Crystal photolyses can be investigated at ambient or low temperatures but only until the disintegration of the crystal occurs.

In the case of anthracene photodimerization ("topochemically forbidden", because the reaction centers are 6.038 Å apart and that is far more than the postulated "limit" of 4.2 Å [3]) the reaction course was followed by AFM on the (001)- and on the (110)-face. Figure 7a exhibits terrace steps with 1, 2, 3, and 4 nm height. That heights correspond precisely to one, two, three and four molecular layers, in which the molecules 1 stand 67° steep on their short edge. The light penetrates initially down through about 200 molecular layers [4,5]. Figures 7a,b show exit of material during the initial phase rebuilding at and along the molecular terrace steps. Clearly, no resistance exists at these molecular steps for release of internal pressure in the crystal which is present after the photoreaction, because the dimer molecules 2 do not fit into the lattice. They also push molecules of 1 in front of them as is sketched in Figure 8. Clearly, the product 2 is formed where the light is absorbed. Experimental proof for that conclusion is gained from supporting SNOM measurements that do not show up chemical contrast: we get the same near-field reflectivity everywhere despite the roughness due to the features, that is to say we have a chemical uniform composition over all features. These data remove the basis for the previous disorder theory that was claiming dimer formation only at crystallographic defect sites (that would be the molecular steps here) with the auxiliary assumption that the light energy that is absorbed everywhere in the penetrated bulk is specifically transferred to these defect sites (so called Foerster mechanism). Upon further irradiation the chainy hills grow up to 50 nm height and finally flat floes are formed [4].

— Records supplied —
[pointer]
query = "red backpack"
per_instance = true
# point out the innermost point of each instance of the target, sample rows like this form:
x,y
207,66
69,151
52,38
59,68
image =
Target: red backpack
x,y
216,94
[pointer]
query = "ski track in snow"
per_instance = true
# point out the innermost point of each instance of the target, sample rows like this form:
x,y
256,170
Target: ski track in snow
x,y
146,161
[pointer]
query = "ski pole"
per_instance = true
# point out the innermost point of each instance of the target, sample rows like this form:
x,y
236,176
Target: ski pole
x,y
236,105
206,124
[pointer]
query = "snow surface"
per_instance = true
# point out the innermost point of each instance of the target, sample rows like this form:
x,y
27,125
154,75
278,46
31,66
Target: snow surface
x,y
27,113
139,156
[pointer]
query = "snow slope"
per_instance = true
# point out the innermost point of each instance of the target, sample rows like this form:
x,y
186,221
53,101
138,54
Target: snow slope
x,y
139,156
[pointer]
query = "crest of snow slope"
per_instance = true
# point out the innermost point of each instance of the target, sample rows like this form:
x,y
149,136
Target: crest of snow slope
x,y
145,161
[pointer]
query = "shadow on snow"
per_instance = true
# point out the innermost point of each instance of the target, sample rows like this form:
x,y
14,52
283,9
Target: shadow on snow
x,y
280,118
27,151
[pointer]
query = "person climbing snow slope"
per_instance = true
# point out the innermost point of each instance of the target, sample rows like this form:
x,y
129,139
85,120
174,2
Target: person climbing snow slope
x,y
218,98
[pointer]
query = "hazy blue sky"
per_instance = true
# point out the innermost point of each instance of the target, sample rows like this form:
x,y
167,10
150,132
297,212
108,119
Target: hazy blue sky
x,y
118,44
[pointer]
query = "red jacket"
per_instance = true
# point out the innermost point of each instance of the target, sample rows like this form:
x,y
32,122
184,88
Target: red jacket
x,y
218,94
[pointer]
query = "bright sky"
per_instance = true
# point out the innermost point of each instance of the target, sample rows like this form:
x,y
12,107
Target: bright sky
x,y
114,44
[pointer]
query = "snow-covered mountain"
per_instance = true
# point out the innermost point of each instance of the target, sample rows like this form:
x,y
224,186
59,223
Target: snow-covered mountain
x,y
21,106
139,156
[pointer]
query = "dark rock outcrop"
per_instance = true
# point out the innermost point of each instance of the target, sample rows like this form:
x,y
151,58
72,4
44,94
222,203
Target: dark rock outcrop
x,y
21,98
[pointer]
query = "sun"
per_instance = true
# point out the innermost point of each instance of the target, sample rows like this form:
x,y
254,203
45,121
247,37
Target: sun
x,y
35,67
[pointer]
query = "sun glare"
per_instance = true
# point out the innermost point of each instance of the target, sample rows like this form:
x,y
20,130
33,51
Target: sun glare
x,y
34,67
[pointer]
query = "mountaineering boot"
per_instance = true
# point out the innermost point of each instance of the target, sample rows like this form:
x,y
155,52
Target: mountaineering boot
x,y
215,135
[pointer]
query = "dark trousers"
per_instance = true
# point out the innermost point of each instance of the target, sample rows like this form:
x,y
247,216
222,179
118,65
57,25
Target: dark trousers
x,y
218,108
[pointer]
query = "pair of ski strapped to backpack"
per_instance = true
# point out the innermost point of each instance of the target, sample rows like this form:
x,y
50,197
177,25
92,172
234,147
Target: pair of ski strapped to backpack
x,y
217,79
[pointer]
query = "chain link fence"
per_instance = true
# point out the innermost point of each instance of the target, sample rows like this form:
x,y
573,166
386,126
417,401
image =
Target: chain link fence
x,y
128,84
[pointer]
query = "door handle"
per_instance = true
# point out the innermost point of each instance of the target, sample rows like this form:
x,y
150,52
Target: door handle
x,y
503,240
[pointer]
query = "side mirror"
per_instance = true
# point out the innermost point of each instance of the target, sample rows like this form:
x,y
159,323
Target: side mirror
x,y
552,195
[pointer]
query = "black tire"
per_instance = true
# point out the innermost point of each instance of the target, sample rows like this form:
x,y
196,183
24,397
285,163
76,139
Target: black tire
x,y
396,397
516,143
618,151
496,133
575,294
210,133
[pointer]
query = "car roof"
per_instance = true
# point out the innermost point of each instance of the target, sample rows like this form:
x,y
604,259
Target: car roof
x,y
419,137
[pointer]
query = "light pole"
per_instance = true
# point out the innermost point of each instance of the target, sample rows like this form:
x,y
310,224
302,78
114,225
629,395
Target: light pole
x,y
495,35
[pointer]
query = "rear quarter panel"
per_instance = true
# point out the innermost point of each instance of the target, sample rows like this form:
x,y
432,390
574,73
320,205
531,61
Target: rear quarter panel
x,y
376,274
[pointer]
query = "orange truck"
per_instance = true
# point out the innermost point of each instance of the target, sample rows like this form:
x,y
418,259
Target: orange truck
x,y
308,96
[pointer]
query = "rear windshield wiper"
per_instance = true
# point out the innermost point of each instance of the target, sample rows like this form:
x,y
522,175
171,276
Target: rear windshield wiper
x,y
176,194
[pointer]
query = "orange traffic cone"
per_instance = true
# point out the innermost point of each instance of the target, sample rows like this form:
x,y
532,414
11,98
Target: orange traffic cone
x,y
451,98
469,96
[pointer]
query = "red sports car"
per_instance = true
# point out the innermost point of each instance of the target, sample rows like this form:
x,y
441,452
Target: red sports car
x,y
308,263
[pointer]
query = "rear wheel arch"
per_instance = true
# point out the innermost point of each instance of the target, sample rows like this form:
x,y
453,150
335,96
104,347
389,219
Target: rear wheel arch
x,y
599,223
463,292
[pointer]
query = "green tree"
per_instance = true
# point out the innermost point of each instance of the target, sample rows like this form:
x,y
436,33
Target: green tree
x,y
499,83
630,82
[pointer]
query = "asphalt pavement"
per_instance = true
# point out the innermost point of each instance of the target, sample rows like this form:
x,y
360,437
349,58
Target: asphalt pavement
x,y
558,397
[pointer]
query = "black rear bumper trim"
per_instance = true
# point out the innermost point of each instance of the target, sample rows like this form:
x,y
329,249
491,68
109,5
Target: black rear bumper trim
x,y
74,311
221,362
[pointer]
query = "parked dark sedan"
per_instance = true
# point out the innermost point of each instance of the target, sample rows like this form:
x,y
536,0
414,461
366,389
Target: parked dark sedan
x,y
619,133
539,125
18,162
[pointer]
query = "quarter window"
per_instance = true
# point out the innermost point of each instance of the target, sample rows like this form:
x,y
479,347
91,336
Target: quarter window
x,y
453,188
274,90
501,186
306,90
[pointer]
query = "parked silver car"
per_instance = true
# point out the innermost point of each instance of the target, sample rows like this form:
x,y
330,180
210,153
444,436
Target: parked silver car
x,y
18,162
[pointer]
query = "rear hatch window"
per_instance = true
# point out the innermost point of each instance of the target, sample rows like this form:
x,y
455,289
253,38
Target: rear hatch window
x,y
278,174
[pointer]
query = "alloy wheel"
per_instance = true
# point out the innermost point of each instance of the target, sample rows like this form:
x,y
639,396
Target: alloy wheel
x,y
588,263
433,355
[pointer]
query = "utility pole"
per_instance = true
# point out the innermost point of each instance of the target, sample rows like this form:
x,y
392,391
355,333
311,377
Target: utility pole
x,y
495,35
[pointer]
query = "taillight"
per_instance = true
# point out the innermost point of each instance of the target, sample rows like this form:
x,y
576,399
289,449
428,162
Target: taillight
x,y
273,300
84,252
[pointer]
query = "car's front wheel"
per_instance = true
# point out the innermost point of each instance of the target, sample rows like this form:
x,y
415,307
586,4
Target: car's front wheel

— Do this —
Reproduce the passage on anthracene crystal photodimerization word for word, from start to finish. The material is not needed for what follows.

— Answer for this exercise —
Crystal photolyses can be investigated at ambient or low temperatures but only until the disintegration of the crystal occurs.

In the case of anthracene photodimerization ("topochemically forbidden", because the reaction centers are 6.038 Å apart and that is far more than the postulated "limit" of 4.2 Å [3]) the reaction course was followed by AFM on the (001)- and on the (110)-face. Figure 7a exhibits terrace steps with 1, 2, 3, and 4 nm height. That heights correspond precisely to one, two, three and four molecular layers, in which the molecules 1 stand 67° steep on their short edge. The light penetrates initially down through about 200 molecular layers [4,5]. Figures 7a,b show exit of material during the initial phase rebuilding at and along the molecular terrace steps. Clearly, no resistance exists at these molecular steps for release of internal pressure in the crystal which is present after the photoreaction, because the dimer molecules 2 do not fit into the lattice. They also push molecules of 1 in front of them as is sketched in Figure 8. Clearly, the product 2 is formed where the light is absorbed. Experimental proof for that conclusion is gained from supporting SNOM measurements that do not show up chemical contrast: we get the same near-field reflectivity everywhere despite the roughness due to the features, that is to say we have a chemical uniform composition over all features. These data remove the basis for the previous disorder theory that was claiming dimer formation only at crystallographic defect sites (that would be the molecular steps here) with the auxiliary assumption that the light energy that is absorbed everywhere in the penetrated bulk is specifically transferred to these defect sites (so called Foerster mechanism). Upon further irradiation the chainy hills grow up to 50 nm height and finally flat floes are formed [4].